Exercise objective: An exact copy of all the records is the expected answer.

─── Input material ───

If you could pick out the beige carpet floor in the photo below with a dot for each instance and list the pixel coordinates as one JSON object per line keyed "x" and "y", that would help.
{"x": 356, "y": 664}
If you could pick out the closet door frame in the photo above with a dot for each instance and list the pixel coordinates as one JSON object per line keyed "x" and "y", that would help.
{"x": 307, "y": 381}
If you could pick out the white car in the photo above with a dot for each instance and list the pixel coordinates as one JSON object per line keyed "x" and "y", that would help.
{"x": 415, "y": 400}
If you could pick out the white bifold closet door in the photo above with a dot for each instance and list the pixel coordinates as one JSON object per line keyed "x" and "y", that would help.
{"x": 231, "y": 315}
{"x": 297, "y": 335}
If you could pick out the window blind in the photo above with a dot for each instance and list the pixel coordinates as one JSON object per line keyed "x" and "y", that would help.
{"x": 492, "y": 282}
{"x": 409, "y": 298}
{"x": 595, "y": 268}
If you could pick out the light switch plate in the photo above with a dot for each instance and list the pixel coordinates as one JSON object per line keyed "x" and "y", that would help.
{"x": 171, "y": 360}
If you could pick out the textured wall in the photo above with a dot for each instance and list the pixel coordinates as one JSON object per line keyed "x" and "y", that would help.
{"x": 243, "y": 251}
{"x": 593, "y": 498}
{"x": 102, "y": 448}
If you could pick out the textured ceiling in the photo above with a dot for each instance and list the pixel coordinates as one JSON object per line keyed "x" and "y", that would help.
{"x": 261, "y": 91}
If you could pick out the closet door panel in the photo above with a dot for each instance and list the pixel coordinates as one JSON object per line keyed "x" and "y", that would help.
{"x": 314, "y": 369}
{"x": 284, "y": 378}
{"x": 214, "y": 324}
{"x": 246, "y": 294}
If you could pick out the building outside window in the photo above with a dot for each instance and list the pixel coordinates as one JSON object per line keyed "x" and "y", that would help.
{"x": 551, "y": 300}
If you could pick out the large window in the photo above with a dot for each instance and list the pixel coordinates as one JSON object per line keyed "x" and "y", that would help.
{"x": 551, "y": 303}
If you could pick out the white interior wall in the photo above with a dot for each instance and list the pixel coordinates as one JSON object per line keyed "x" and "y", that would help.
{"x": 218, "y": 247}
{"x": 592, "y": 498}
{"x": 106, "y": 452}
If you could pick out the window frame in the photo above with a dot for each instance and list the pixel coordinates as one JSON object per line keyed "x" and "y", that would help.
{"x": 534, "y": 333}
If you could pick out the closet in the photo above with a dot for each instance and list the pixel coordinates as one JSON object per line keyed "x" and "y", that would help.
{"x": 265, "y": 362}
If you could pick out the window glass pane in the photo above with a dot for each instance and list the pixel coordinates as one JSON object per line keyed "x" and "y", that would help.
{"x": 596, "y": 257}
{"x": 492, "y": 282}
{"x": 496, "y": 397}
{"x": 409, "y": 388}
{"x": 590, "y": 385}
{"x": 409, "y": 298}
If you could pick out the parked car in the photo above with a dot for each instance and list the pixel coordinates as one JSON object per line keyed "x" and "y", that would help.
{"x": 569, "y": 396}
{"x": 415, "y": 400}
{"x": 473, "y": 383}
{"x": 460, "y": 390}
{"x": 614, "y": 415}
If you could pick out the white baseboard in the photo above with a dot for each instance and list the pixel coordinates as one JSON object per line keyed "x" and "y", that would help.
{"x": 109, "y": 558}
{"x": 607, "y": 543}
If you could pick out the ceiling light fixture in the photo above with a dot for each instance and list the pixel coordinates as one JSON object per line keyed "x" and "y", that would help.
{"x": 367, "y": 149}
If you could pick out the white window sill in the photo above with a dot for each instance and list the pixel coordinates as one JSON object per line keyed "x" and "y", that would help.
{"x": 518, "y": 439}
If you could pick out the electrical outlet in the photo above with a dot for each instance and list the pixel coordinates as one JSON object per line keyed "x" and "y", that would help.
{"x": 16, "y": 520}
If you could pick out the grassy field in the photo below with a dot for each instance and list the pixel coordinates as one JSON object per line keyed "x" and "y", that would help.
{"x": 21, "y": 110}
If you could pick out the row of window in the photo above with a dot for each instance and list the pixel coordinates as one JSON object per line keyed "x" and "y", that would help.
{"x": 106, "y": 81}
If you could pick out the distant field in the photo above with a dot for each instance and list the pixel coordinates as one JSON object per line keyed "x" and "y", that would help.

───

Answer to this problem:
If you could pick out the beige carpet floor in the photo below with a dot for each instance and list the pixel coordinates as one JSON object per line keyed "x" and "y", that would help.
{"x": 356, "y": 664}
If you could pick out the closet door frame in the photo above with a dot for each instance and list the pixel coordinates as one JSON object per line keyed "x" and "y", that would help.
{"x": 307, "y": 381}
If you could pick out the white car in the photo above with a dot for each instance and list the pixel coordinates as one JSON object per line keyed "x" and "y", that would help.
{"x": 415, "y": 400}
If you could pick out the white bifold closet door in the photo above with a dot for each instance and list the pixel coordinates as one JSON object per line keyed "x" and "y", that would help.
{"x": 231, "y": 315}
{"x": 297, "y": 335}
If you could pick out the window blind in the photo above with a dot for each instance and list the pixel coordinates as one JSON object per line keyed "x" and "y", that would help.
{"x": 492, "y": 282}
{"x": 409, "y": 298}
{"x": 595, "y": 268}
If you could pick out the light switch plate in the photo above with a dot for each instance and list the pixel coordinates as one JSON object per line keyed "x" and "y", that would help.
{"x": 171, "y": 360}
If you could pick out the textured wall in the photo above with a dot for each instance and list the pixel coordinates as one JSON object per line keyed "x" and "y", that would help.
{"x": 243, "y": 251}
{"x": 593, "y": 498}
{"x": 102, "y": 448}
If you could pick out the textured ceiling in the photo above with a dot for each instance and list the pixel coordinates as one JSON object per line keyed "x" and "y", that would help.
{"x": 261, "y": 91}
If you could pick out the closet door panel in the photo above with a dot for each instance and list the pixel coordinates as one JSON object per line keyed "x" and "y", that would help.
{"x": 314, "y": 369}
{"x": 284, "y": 378}
{"x": 214, "y": 324}
{"x": 246, "y": 294}
If you could pick out the building outside window in the photo above with a dot for each instance and list the pixel coordinates as one JSON object per line keyed "x" and "y", that would help.
{"x": 551, "y": 300}
If you could pick out the large window in the photo above with a dot for each instance and list the pixel coordinates as one JSON object per line keyed "x" and "y", that would help.
{"x": 551, "y": 303}
If you could pick out the white interior wall in the photo above with a dot for each instance and list the pixel coordinates as one JSON object per line keyed "x" and "y", that would help.
{"x": 218, "y": 247}
{"x": 592, "y": 498}
{"x": 106, "y": 452}
If you could pick out the window frame in the photo above with a dot for each instance and list the pixel coordinates as one JSON object per line keyed "x" and "y", that would help.
{"x": 534, "y": 333}
If you could pick out the closet in the photo above with a dot for each instance and list the pixel coordinates as one JSON object per line keyed "x" and "y", that would help.
{"x": 265, "y": 362}
If you could pick out the window glass pane in the photo above with a dot for each instance and list the pixel coordinates as one JSON object per line keyed "x" and "y", that would help.
{"x": 596, "y": 257}
{"x": 492, "y": 282}
{"x": 496, "y": 397}
{"x": 409, "y": 388}
{"x": 590, "y": 385}
{"x": 409, "y": 298}
If you could pick out the parked car in the photo above with a dot for each instance and list the pixel coordinates as one JSON object per line keyed "x" and "y", that would help.
{"x": 569, "y": 396}
{"x": 415, "y": 400}
{"x": 473, "y": 383}
{"x": 460, "y": 390}
{"x": 614, "y": 415}
If you could pick out the white baseboard in the photo above with a dot for each instance and list the pixel coordinates as one JSON object per line keyed "x" and "y", that would help.
{"x": 109, "y": 558}
{"x": 607, "y": 543}
If you could pick out the ceiling light fixture in the photo above with a dot for each instance and list the pixel coordinates as one JSON object per line keyed "x" and "y", that would help.
{"x": 367, "y": 149}
If you could pick out the white window sill in the photo above with a dot for each instance and list the pixel coordinates as one JSON object per line keyed "x" and "y", that would help.
{"x": 518, "y": 439}
If you could pick out the electrical outlet in the photo above with a dot for each instance and list the pixel coordinates as one JSON object per line keyed "x" and "y", that would help.
{"x": 16, "y": 520}
If you could pick out the grassy field in the photo below with a dot for each instance and list the pixel coordinates as one JSON object per line keyed "x" and "y", that would help.
{"x": 21, "y": 110}
If you could pick out the row of window in the photo above with a dot for each instance and list the pixel coordinates as one JSON object per line keyed "x" and "y", that would help.
{"x": 106, "y": 81}
If you could pick out the distant field in the photo above with a dot for each instance and list the pixel coordinates as one JSON object per line keyed "x" and "y", that would help.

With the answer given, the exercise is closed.